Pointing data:
====================

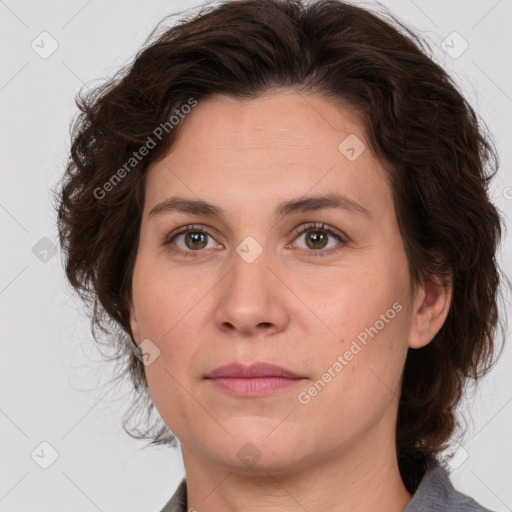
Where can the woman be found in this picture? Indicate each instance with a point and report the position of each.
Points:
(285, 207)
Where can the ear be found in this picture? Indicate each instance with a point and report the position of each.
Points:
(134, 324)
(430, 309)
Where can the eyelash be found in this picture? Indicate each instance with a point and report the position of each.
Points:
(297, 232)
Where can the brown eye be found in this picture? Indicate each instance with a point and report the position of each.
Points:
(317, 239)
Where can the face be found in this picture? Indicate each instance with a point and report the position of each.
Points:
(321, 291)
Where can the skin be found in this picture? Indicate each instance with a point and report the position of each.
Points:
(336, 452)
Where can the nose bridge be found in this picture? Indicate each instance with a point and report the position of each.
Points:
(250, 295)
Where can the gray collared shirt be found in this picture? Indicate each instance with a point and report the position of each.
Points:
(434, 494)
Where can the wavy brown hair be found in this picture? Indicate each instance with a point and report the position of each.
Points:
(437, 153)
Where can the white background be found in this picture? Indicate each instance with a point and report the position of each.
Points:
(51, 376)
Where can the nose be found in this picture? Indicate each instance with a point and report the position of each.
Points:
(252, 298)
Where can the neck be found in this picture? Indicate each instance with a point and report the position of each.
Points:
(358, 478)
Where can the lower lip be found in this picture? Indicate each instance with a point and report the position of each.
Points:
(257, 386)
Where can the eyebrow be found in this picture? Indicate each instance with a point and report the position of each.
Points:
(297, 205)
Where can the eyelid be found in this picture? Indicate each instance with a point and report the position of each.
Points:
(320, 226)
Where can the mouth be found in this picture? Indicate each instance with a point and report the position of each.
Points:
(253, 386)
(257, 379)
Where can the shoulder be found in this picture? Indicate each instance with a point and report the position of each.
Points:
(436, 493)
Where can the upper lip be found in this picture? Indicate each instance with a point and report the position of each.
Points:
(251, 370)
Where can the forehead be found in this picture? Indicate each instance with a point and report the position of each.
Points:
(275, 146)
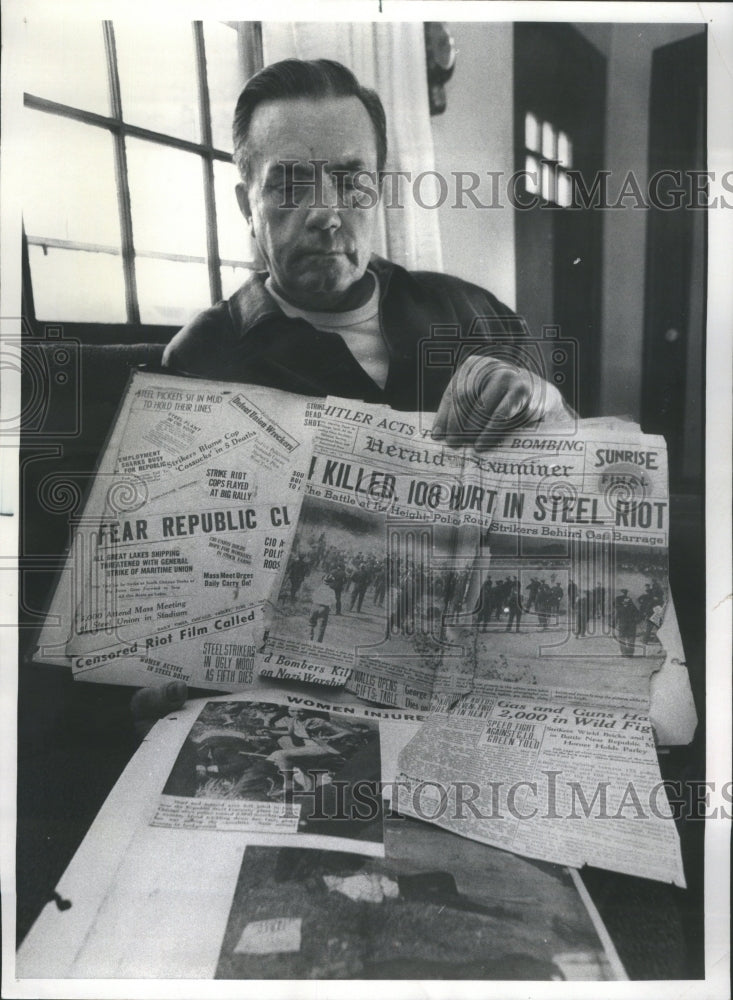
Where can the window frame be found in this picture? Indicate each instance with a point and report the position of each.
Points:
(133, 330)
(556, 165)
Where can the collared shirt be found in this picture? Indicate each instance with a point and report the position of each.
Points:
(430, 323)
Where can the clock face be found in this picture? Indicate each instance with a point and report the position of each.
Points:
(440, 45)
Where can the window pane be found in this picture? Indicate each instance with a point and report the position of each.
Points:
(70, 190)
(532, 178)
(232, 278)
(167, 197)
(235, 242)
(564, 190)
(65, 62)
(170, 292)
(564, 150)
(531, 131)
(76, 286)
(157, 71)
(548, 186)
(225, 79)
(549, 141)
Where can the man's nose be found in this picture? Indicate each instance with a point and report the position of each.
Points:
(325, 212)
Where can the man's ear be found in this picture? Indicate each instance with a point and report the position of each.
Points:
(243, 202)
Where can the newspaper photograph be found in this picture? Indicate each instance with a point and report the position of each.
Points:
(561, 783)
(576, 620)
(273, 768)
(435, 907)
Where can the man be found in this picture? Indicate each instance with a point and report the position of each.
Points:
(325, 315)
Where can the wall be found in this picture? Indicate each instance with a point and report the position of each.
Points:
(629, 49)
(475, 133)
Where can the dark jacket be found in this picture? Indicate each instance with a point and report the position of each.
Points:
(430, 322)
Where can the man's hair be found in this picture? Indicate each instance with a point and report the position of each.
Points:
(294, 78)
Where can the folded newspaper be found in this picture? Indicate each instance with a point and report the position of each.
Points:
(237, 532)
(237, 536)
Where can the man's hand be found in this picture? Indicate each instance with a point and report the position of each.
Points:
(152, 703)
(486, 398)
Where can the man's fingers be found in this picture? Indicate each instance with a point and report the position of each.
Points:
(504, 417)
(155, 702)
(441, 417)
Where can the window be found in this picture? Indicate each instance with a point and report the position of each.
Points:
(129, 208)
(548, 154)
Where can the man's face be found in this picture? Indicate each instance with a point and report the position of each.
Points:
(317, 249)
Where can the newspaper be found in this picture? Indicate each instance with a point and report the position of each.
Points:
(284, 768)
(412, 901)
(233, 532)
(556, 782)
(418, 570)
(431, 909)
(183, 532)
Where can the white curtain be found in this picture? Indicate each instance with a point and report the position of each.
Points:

====================

Exercise details:
Reproduce verbatim every line of the data from the line containing "Where can the man's fingers" through the final line of the data, including both of these lines.

Response to this exercise:
Where can the man's fingers be found in this picture? Indicate each instance with a point and report the position of each.
Points:
(504, 417)
(155, 702)
(441, 417)
Where can the window be found in this picture? Indicate each instance with a point and report the position of each.
Points:
(129, 208)
(548, 154)
Where can the man's face be found in this picture? Indicate each instance with a point and report the position of each.
Points:
(317, 249)
Where can the newspaper be found in this picture? Indicate each instance with a point and report the position of each.
Points:
(284, 768)
(412, 901)
(233, 532)
(556, 782)
(418, 570)
(431, 909)
(183, 532)
Where can the white curtain be found in this picture? Indicate each instance with a point and report the position of each.
Points:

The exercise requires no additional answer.